**Task requirements:** Please return the whole listing, character for character.

**Data section:**
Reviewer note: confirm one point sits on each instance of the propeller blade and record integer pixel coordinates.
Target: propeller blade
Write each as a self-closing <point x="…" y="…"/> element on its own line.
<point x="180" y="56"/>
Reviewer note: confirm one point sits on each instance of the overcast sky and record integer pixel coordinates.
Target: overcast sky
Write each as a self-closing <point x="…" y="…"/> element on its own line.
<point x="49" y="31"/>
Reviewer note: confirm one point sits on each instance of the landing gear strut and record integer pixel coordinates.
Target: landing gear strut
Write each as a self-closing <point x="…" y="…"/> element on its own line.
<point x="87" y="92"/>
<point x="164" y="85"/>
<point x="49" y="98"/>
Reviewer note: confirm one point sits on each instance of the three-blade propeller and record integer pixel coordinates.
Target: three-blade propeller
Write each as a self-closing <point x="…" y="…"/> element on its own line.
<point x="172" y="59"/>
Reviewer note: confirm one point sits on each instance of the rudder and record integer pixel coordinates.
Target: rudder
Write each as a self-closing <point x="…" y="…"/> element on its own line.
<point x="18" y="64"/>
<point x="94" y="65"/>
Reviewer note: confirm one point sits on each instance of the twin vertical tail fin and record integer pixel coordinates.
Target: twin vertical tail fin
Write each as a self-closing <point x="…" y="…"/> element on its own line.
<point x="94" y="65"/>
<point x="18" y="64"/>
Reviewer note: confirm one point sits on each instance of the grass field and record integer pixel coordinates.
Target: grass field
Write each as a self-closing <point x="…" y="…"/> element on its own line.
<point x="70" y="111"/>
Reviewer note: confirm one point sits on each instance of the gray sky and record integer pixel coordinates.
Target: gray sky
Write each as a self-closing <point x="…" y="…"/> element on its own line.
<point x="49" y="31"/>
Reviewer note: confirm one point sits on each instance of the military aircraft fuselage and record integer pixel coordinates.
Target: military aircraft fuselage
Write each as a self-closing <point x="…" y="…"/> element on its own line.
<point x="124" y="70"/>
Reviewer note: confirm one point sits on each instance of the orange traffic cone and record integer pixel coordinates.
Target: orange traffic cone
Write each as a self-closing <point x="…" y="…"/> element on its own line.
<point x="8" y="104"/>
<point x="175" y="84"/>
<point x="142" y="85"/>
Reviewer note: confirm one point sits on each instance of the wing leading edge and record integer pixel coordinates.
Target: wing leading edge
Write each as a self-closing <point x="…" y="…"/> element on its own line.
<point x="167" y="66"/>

**Output below:**
Reviewer note: confirm one point sits on each instance of the propeller blade and record integer pixel coordinates.
Target: propeller blade
Write each as a self-closing <point x="…" y="…"/> element on its own line.
<point x="180" y="56"/>
Reviewer note: confirm one point sits on each instance of the overcast sky and record integer pixel coordinates.
Target: overcast sky
Write each as a self-closing <point x="…" y="…"/> element on its own line.
<point x="49" y="31"/>
Reviewer note: confirm one point sits on each instance of the landing gear strut and record integer pixel coordinates.
Target: landing gear strut
Write each as a self-closing <point x="…" y="…"/> element on its own line.
<point x="87" y="92"/>
<point x="164" y="85"/>
<point x="49" y="98"/>
Reviewer note: confirm one point sits on each instance of the three-blade propeller and record integer pixel coordinates.
Target: three-blade propeller
Write each as a self-closing <point x="…" y="…"/> element on its own line.
<point x="172" y="59"/>
Reviewer note: confirm one point sits on each instance of the rudder and record integer pixel coordinates.
Target: rudder
Write each as a self-closing <point x="…" y="…"/> element on its own line.
<point x="18" y="64"/>
<point x="94" y="65"/>
Reviewer note: confirm one point sits on each instance of the twin vertical tail fin and record integer pixel coordinates.
Target: twin vertical tail fin
Write each as a self-closing <point x="…" y="…"/> element on its own line.
<point x="94" y="65"/>
<point x="18" y="64"/>
Reviewer note: confirm one point sits on each instance of the grass field and record integer pixel coordinates.
Target: grass field
Write each as a self-closing <point x="…" y="…"/> element on its own line.
<point x="70" y="111"/>
Reviewer note: confirm one point sits on each instance of the gray sky and record integer pixel coordinates.
Target: gray sky
Write each as a self-closing <point x="…" y="…"/> element on its own line.
<point x="49" y="31"/>
Reviewer note: confirm one point sits on each instance of the military aircraft fuselage and record integer pixel coordinates.
Target: military aircraft fuselage
Write each as a self-closing <point x="…" y="…"/> element on its own line.
<point x="124" y="70"/>
Reviewer note: confirm one point sits on each instance of the orange traffic cone and record integer pixel coordinates.
Target: orange traffic cone
Write each as a self-closing <point x="…" y="…"/> element on its own line.
<point x="8" y="104"/>
<point x="175" y="84"/>
<point x="142" y="85"/>
Reviewer note: confirm one point sits on each instance of the wing leading edge and record integer pixel coordinates.
Target: wing leading edge
Write each as a self-closing <point x="…" y="…"/> element on its own line.
<point x="167" y="66"/>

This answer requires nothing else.